##### Given data #####
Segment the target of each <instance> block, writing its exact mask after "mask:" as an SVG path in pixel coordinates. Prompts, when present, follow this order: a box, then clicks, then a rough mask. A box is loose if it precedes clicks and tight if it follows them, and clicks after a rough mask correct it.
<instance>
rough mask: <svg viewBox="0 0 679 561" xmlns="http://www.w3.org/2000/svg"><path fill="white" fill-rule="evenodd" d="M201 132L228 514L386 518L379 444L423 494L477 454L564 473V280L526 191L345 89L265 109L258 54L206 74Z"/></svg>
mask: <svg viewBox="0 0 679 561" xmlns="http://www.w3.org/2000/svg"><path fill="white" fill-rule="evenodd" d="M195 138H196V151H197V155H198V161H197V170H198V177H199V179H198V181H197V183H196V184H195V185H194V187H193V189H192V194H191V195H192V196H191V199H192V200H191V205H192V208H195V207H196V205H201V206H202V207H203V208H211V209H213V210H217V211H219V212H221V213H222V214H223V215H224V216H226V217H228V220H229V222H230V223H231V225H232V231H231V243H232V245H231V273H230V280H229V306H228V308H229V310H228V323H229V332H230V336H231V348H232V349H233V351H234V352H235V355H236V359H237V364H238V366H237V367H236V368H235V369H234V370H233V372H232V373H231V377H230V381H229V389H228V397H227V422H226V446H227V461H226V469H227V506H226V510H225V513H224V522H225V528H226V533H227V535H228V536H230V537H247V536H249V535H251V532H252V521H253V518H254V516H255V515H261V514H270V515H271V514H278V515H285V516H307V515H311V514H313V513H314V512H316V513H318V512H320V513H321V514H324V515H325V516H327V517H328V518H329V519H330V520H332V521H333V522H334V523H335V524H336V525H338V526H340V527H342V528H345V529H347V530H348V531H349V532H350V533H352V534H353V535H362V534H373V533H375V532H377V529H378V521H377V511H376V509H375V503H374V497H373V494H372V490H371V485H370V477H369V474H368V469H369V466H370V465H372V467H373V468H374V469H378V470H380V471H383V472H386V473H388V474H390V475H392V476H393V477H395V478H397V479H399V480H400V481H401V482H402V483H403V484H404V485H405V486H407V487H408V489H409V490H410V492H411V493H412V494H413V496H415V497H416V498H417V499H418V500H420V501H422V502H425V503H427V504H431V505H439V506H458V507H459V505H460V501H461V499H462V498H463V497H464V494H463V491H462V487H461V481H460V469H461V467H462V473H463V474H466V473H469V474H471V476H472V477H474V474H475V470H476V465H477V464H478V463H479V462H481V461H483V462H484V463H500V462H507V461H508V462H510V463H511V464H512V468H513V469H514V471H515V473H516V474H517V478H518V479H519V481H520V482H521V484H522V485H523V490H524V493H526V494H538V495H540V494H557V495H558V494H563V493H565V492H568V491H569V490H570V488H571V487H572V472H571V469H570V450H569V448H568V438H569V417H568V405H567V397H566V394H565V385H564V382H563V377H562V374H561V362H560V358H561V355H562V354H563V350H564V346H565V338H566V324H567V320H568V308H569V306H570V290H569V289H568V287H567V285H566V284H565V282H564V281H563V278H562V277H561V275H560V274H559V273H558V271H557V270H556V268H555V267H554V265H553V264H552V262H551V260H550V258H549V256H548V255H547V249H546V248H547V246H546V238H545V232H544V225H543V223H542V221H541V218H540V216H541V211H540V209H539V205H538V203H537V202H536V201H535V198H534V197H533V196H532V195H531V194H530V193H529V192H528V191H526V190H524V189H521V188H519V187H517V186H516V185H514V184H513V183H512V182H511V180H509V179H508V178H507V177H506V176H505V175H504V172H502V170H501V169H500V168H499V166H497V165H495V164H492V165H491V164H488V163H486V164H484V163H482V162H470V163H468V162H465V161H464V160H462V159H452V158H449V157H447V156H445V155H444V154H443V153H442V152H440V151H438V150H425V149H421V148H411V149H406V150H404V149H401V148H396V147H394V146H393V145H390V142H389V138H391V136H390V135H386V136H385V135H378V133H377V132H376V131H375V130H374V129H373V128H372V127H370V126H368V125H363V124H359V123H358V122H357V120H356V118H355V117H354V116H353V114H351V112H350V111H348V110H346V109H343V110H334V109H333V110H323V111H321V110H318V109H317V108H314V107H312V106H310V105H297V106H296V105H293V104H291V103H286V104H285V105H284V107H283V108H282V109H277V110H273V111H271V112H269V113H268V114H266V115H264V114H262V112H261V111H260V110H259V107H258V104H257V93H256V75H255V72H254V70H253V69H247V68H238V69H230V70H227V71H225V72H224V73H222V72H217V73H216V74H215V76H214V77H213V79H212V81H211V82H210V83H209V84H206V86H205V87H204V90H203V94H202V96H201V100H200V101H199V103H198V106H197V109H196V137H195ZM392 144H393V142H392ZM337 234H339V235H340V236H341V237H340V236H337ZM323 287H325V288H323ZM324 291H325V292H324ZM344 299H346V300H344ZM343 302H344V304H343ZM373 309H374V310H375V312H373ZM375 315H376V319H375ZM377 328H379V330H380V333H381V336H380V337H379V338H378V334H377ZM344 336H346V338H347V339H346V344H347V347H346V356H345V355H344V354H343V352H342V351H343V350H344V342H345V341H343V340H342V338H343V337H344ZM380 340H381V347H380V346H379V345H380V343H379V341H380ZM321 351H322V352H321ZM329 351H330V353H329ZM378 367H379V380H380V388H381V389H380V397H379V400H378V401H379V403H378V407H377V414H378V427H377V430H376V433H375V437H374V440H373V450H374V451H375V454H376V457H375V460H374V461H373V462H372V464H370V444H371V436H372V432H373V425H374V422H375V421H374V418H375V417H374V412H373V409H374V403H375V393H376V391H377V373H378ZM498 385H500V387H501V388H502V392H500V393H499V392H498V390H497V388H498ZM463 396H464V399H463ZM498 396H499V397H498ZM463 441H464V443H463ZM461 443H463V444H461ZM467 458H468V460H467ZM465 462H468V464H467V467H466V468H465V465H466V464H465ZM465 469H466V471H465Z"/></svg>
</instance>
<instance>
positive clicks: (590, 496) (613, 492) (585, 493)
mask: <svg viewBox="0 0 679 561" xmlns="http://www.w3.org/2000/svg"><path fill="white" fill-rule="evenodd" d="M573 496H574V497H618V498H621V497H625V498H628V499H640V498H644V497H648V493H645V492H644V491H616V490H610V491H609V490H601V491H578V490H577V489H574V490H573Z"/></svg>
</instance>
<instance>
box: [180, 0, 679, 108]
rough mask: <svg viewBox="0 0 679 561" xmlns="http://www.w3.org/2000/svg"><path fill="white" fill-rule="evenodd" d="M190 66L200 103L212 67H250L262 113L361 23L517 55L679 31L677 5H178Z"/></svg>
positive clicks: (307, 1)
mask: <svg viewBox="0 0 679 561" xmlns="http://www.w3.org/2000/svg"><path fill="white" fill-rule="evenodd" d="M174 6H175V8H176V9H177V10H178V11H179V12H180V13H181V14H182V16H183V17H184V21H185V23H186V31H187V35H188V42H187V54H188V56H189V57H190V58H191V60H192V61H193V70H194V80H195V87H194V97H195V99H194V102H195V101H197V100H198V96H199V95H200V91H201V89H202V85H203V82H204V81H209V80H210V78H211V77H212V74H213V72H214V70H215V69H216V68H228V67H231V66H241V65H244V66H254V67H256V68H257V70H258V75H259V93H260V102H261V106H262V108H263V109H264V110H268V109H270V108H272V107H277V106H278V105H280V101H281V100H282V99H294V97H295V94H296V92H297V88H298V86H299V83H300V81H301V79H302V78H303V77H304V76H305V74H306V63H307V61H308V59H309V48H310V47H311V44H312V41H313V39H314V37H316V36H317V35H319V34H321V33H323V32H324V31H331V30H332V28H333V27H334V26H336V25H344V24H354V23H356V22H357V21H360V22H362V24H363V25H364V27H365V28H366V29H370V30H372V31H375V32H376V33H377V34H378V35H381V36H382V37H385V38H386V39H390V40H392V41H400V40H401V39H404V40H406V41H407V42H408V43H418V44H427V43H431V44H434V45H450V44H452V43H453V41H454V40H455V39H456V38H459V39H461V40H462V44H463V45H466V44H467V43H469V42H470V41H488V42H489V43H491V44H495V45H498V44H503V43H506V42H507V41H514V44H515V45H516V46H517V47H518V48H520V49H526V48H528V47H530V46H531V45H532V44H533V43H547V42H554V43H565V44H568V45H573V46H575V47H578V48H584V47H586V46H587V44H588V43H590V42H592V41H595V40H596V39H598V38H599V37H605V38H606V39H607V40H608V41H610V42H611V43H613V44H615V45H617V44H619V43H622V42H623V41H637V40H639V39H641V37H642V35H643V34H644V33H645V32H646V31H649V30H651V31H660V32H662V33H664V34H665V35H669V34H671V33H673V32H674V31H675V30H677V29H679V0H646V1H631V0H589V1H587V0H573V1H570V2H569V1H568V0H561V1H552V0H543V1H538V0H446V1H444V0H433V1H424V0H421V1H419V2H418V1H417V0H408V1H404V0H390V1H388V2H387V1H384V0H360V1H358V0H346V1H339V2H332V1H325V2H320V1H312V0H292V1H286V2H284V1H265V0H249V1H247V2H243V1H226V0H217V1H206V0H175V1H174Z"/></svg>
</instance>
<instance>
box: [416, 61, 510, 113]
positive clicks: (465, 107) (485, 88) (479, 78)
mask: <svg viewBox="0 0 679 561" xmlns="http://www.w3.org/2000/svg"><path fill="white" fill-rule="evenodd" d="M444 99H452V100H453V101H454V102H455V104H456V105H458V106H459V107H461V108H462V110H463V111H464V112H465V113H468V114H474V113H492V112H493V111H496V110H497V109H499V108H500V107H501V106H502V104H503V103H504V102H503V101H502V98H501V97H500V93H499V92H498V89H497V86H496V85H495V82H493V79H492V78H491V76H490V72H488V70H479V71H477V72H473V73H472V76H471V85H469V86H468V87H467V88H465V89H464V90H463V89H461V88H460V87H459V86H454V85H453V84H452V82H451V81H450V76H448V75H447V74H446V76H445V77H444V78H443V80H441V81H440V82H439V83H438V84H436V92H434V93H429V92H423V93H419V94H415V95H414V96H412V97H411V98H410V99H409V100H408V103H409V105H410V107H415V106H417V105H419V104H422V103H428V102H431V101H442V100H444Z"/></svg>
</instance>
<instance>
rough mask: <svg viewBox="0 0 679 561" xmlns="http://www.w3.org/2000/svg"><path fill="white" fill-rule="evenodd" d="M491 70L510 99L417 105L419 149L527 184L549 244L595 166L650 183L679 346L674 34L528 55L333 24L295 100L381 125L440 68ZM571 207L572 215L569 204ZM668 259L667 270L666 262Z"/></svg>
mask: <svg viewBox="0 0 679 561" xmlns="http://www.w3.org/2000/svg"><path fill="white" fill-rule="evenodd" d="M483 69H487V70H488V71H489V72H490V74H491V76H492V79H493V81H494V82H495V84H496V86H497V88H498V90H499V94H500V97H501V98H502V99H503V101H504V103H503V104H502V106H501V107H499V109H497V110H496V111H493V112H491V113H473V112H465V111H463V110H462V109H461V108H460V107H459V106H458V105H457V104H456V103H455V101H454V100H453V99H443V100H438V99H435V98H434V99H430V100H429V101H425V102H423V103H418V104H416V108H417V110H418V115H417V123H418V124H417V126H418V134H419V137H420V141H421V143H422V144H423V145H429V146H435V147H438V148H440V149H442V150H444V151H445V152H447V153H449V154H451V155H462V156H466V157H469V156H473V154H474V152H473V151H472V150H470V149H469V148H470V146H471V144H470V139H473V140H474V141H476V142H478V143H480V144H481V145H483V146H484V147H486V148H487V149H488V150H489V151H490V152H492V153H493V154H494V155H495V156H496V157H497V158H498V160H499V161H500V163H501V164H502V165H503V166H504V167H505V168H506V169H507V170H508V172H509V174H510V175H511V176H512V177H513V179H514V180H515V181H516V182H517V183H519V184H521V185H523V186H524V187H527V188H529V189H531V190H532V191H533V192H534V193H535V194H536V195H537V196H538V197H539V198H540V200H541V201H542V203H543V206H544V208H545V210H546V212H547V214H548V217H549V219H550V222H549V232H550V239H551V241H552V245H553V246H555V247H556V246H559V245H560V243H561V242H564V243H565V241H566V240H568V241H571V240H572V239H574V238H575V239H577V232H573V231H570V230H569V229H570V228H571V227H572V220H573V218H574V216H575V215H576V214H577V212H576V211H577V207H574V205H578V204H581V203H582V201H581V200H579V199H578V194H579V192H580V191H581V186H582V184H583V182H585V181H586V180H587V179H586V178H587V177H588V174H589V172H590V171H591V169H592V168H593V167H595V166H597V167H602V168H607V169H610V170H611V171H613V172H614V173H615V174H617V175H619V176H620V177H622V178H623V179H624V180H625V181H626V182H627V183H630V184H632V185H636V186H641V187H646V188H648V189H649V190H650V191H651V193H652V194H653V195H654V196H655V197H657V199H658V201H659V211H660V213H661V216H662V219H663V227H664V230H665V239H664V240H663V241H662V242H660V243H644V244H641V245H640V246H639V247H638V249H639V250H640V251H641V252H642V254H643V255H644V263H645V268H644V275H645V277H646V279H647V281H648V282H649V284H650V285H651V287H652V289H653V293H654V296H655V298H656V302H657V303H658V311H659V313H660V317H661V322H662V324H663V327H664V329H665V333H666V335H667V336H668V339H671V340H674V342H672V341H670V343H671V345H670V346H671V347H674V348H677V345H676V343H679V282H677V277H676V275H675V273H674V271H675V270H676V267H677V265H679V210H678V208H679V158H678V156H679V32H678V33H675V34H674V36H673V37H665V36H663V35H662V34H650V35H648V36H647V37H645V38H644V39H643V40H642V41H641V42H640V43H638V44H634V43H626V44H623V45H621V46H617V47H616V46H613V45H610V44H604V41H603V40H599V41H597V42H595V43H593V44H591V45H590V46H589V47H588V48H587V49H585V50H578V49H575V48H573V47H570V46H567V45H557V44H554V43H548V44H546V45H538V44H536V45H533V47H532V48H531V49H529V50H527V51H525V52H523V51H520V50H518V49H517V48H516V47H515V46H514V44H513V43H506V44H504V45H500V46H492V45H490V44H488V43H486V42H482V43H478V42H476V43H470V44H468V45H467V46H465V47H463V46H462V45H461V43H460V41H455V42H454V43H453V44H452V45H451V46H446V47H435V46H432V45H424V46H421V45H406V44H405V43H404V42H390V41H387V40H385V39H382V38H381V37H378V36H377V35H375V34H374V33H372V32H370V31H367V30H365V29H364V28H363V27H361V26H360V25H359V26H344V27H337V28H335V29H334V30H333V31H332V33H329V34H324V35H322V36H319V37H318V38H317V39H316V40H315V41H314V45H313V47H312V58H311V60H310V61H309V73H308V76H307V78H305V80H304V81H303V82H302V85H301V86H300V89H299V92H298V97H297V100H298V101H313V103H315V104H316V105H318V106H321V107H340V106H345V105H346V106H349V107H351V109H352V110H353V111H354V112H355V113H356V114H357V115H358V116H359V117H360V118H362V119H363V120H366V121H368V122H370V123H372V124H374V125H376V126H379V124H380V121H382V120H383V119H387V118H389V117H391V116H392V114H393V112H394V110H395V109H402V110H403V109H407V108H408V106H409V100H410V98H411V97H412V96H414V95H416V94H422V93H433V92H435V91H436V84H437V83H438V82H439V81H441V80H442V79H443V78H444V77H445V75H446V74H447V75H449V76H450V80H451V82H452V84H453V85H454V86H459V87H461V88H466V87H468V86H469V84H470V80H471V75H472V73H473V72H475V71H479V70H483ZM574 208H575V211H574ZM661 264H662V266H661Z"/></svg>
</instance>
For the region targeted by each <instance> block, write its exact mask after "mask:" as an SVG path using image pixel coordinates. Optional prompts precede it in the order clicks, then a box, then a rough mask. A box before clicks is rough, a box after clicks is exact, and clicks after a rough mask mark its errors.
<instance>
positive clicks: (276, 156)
#####
## Work required:
Return every line from the entries that holds the string "exact".

## Response:
Segment the target of each <instance> block, writing its exact mask after "mask:" as an SVG path in pixel coordinates. Prompts, when present, follow this order: a box, then clicks, then a rough mask. A box is loose if it precedes clicks and tight if it follows them, and clicks after a rough mask correct it.
For the region targeted by each <instance> block, write its exact mask after "mask:" as an SVG path using image pixel coordinates. Optional prompts precede it in the order clicks, then a box, then a rough mask. A box before clicks is rough, a box after clicks is exact, and clicks after a rough mask mark its errors.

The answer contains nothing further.